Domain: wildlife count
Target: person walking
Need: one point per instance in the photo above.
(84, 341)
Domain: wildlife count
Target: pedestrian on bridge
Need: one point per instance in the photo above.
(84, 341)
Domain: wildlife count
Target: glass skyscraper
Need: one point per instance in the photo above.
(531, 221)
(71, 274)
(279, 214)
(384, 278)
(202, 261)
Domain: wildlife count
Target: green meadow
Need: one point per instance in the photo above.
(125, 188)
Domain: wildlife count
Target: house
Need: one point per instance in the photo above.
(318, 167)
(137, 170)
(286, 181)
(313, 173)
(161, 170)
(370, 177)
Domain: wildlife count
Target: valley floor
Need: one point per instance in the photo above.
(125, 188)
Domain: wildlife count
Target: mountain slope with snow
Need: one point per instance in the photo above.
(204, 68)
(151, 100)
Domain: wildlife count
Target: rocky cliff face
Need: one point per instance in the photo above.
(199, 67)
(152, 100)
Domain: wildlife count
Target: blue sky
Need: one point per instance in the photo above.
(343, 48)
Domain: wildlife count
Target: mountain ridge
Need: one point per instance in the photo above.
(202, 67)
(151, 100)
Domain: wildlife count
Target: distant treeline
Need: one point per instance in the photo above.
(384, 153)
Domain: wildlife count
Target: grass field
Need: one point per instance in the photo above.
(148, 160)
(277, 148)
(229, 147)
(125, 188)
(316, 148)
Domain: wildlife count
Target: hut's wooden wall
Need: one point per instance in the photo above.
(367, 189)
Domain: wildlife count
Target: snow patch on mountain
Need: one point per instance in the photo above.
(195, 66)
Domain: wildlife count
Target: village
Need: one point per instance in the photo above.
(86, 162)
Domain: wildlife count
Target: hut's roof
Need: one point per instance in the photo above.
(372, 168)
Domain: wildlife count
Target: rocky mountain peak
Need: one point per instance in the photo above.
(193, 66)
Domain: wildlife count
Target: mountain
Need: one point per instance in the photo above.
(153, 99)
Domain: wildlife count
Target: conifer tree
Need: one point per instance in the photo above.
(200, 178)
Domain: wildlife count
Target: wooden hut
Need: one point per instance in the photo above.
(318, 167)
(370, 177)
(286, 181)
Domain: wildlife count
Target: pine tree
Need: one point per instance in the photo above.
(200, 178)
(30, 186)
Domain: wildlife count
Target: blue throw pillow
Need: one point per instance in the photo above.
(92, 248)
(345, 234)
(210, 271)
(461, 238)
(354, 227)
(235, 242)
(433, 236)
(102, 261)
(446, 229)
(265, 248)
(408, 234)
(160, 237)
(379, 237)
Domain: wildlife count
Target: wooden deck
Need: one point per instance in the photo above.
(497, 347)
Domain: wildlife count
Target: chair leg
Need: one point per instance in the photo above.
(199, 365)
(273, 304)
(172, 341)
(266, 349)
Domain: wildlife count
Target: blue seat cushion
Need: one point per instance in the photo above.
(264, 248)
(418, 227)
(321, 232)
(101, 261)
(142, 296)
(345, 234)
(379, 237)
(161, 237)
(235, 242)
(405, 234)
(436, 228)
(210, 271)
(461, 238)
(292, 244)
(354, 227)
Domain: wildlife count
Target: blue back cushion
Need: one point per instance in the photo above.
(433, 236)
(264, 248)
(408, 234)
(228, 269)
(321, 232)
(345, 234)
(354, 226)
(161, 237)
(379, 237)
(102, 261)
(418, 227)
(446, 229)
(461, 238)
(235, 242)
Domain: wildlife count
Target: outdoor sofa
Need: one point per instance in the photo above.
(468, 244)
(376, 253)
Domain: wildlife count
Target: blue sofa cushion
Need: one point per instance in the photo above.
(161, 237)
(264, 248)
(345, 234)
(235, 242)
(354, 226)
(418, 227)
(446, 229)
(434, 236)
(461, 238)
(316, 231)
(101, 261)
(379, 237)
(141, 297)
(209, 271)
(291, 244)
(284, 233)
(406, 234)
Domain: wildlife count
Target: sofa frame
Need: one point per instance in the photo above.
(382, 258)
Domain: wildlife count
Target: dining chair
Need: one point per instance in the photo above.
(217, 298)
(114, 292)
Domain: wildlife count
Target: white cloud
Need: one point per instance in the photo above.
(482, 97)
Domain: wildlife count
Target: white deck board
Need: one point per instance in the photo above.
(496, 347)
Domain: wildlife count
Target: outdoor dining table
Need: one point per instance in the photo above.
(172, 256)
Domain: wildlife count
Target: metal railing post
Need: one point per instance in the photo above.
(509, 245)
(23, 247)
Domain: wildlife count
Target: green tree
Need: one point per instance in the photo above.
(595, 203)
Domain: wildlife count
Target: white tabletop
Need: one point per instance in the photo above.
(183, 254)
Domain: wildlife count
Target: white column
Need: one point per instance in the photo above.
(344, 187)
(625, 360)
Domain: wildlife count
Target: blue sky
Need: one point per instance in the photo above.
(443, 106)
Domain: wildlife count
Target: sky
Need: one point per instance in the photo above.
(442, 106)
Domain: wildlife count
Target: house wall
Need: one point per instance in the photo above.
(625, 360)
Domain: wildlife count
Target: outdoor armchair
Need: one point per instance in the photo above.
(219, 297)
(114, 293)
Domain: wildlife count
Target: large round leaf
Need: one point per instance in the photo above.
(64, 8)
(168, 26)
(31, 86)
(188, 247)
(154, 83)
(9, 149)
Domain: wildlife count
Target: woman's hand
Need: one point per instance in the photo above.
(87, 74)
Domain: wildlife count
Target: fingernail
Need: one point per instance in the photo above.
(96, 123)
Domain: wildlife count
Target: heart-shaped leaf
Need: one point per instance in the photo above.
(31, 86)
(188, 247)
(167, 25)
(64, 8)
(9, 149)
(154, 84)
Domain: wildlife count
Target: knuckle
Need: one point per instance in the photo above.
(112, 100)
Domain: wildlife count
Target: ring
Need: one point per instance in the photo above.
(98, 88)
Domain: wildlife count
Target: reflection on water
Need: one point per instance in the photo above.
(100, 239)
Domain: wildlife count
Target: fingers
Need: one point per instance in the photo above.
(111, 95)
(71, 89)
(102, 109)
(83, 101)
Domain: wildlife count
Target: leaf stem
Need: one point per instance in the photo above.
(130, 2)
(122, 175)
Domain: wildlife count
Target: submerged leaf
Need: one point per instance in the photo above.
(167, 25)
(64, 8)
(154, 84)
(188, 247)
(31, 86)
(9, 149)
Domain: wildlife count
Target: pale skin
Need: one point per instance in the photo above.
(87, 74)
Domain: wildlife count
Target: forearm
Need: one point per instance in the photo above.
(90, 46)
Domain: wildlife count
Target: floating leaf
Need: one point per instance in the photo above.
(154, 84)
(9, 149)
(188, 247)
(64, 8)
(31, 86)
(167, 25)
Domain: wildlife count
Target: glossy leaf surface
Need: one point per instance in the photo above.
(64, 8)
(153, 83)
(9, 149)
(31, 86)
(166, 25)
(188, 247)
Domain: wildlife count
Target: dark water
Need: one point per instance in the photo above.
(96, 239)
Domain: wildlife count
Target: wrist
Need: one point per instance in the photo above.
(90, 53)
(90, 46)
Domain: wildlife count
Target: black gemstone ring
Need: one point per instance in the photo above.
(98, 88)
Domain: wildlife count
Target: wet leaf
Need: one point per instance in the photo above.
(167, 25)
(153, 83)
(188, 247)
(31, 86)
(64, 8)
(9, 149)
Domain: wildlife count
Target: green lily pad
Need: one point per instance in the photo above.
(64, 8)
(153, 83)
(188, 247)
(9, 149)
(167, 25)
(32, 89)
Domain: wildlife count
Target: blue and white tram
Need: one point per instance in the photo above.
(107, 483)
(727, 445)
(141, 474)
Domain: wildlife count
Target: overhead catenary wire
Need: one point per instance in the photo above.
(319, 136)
*-*-*
Task details: Repeat the records above exactly, leaving none out.

Result for this exercise:
Domain: wildlife count
Target: person walking
Need: one point per instance in the photo above.
(84, 341)
Domain: wildlife count
Target: pedestrian on bridge
Need: one point per instance in the photo above.
(84, 341)
Domain: wildlife count
Target: glass skyscraper
Need: one point per instance in the photo above.
(531, 221)
(71, 274)
(279, 214)
(384, 278)
(202, 261)
Domain: wildlife count
Target: green meadow
Need: one point per instance in the photo above.
(125, 188)
Domain: wildlife count
Target: house
Need: one point per instance in the photo above.
(318, 167)
(137, 170)
(286, 181)
(313, 173)
(161, 170)
(370, 177)
Domain: wildlife count
Target: valley floor
Need: one point per instance in the photo above.
(125, 188)
Domain: wildlife count
Target: mountain slope with snow
Need: one point per instance in the photo above.
(204, 68)
(151, 100)
Domain: wildlife count
Target: rocky cliff face
Need: one point per instance in the photo above.
(199, 67)
(152, 100)
Domain: wildlife count
Target: blue sky
Need: one point per instance in the photo above.
(343, 48)
Domain: wildlife count
Target: mountain ridge
Need: one point per instance in the photo above.
(202, 67)
(151, 100)
Domain: wildlife count
Target: distant treeline
Need: one point per instance in the photo above.
(384, 153)
Domain: wildlife count
Target: grass field
Need: one point per instance in the photo above.
(148, 160)
(277, 148)
(229, 147)
(125, 188)
(316, 148)
Domain: wildlife count
Target: hut's wooden wall
Need: one point per instance in the photo above.
(367, 189)
Domain: wildlife count
Target: snow patch on mountain
Need: one point per instance in the photo above.
(195, 66)
Domain: wildlife count
Target: village
Need: one point per instance in the photo above.
(86, 162)
Domain: wildlife count
Target: hut's roof
Need: one point per instance in the photo above.
(372, 168)
Domain: wildlife count
Target: rocky mountain peak
Need: one point per instance in the photo above.
(193, 66)
Domain: wildlife count
Target: mountain
Need: one point per instance in the photo above.
(153, 99)
Domain: wildlife count
Target: conifer tree
Need: one point per instance in the photo above.
(200, 178)
Domain: wildlife count
Target: wooden hut
Need: one point per instance in the photo above.
(318, 167)
(370, 177)
(286, 181)
Domain: wildlife count
Target: pine tree
Need: one point per instance in the photo above.
(200, 178)
(30, 186)
Domain: wildlife count
Target: blue throw pillow
Need: one point per instance in the photo above.
(92, 248)
(345, 234)
(210, 271)
(461, 238)
(354, 227)
(235, 242)
(433, 236)
(102, 261)
(446, 229)
(265, 248)
(408, 234)
(160, 237)
(379, 237)
Domain: wildlife count
Target: wooden deck
Need: one point per instance in the photo above.
(497, 347)
Domain: wildlife count
Target: chair leg
Need: one point per instance in the photo above.
(199, 365)
(273, 304)
(172, 341)
(266, 349)
Domain: wildlife count
Target: blue seat cushion
Need: one point per instance in the photo above.
(264, 248)
(418, 227)
(321, 232)
(101, 261)
(142, 296)
(345, 234)
(379, 237)
(161, 237)
(235, 242)
(405, 234)
(436, 228)
(210, 271)
(461, 238)
(292, 244)
(354, 227)
Domain: wildlife count
Target: blue back cushion
Need: one point per instance in the photo above.
(433, 236)
(264, 248)
(408, 234)
(228, 269)
(321, 232)
(345, 234)
(354, 226)
(161, 237)
(379, 237)
(102, 261)
(418, 227)
(446, 229)
(461, 238)
(235, 242)
Domain: wildlife count
Target: outdoor sofa
Need: one point per instance in the photo above.
(468, 244)
(376, 253)
Domain: wildlife count
Target: blue sofa cushion
Need: one point per instance in the photo above.
(161, 237)
(264, 248)
(345, 234)
(235, 242)
(354, 226)
(418, 227)
(446, 229)
(434, 236)
(461, 238)
(316, 231)
(101, 261)
(379, 237)
(141, 297)
(209, 271)
(291, 244)
(284, 233)
(406, 234)
Domain: wildlife count
Target: sofa frame
Need: one point per instance in the photo above.
(382, 258)
Domain: wildlife count
Target: dining chair
Need: one point per instance in the photo above.
(217, 298)
(114, 292)
Domain: wildlife count
Target: white cloud
Need: one point per instance in the photo above.
(482, 97)
Domain: wildlife count
Target: white deck board
Need: one point per instance in the photo above.
(496, 347)
Domain: wildlife count
Target: outdoor dining table
Need: one point per instance in the photo above.
(172, 256)
Domain: wildlife count
Target: metal railing post
Need: one point per instance in the photo above.
(509, 245)
(23, 247)
Domain: wildlife count
Target: green tree
Need: one point per instance in the photo above.
(595, 203)
Domain: wildlife count
Target: white tabletop
Need: one point per instance in the photo above.
(183, 254)
Domain: wildlife count
Target: white column
Need: one point per instance in the photo above.
(344, 187)
(625, 360)
Domain: wildlife count
Target: blue sky
Need: one point per instance in the photo above.
(443, 106)
Domain: wildlife count
Target: sky
Need: one point per instance in the photo above.
(442, 106)
Domain: wildlife count
Target: house wall
Need: one point per instance in the photo above.
(625, 360)
Domain: wildlife count
Target: outdoor armchair
Need: one point per instance in the photo above.
(219, 297)
(114, 293)
Domain: wildlife count
Target: large round leaf
Need: one point per instance in the photo above.
(64, 8)
(168, 26)
(31, 86)
(188, 247)
(154, 83)
(9, 149)
Domain: wildlife count
Target: woman's hand
Need: one point per instance in the photo above.
(87, 74)
Domain: wildlife count
Target: fingernail
Need: one point per instance in the photo above.
(96, 123)
Domain: wildlife count
Target: heart-shaped leaf
Need: one point per instance in the photo above.
(31, 86)
(188, 247)
(167, 25)
(64, 8)
(9, 149)
(154, 84)
Domain: wildlife count
Target: knuckle
Need: one point per instance in the photo above.
(112, 100)
Domain: wildlife count
Target: ring
Need: one point per instance in the photo above.
(98, 88)
Domain: wildlife count
Target: reflection on water
Need: one point per instance in the photo above.
(100, 239)
Domain: wildlife count
Target: fingers
Need: one point per instance in the photo above.
(111, 95)
(71, 89)
(102, 109)
(83, 101)
Domain: wildlife count
Target: leaf stem
Need: one point per instance in the photo above.
(130, 2)
(122, 175)
Domain: wildlife count
Target: submerged leaf
Need: one point per instance in the photo above.
(167, 25)
(64, 8)
(154, 84)
(188, 247)
(31, 86)
(9, 149)
Domain: wildlife count
Target: pale skin
Need: one point per instance in the photo above.
(87, 74)
Domain: wildlife count
Target: forearm
Need: one point per instance in the photo above.
(90, 46)
Domain: wildlife count
Target: floating leaf
Need: one point per instance in the photo above.
(154, 84)
(9, 149)
(188, 247)
(64, 8)
(31, 86)
(167, 25)
Domain: wildlife count
Target: glossy leaf surface
Need: one point per instance in the photo above.
(64, 8)
(153, 83)
(9, 149)
(31, 86)
(166, 25)
(188, 247)
Domain: wildlife count
Target: dark water
Need: one point per instance in the photo above.
(96, 239)
Domain: wildlife count
Target: wrist
Need: one point per instance in the photo above.
(90, 53)
(90, 46)
Domain: wildlife count
Target: black gemstone ring
Need: one point per instance in the photo above.
(98, 88)
Domain: wildlife count
Target: wet leaf
Need: one point per instance in the photo above.
(167, 25)
(153, 83)
(188, 247)
(31, 86)
(64, 8)
(9, 149)
Domain: wildlife count
Target: green lily pad
Need: one point per instance in the photo above.
(64, 8)
(153, 83)
(188, 247)
(9, 149)
(167, 25)
(32, 89)
Domain: wildlife count
Target: blue and white tram
Need: one point per instance in the photo above.
(107, 483)
(727, 445)
(141, 474)
Domain: wildlife count
Target: overhead catenary wire
Need: one point per instance in the photo above.
(319, 136)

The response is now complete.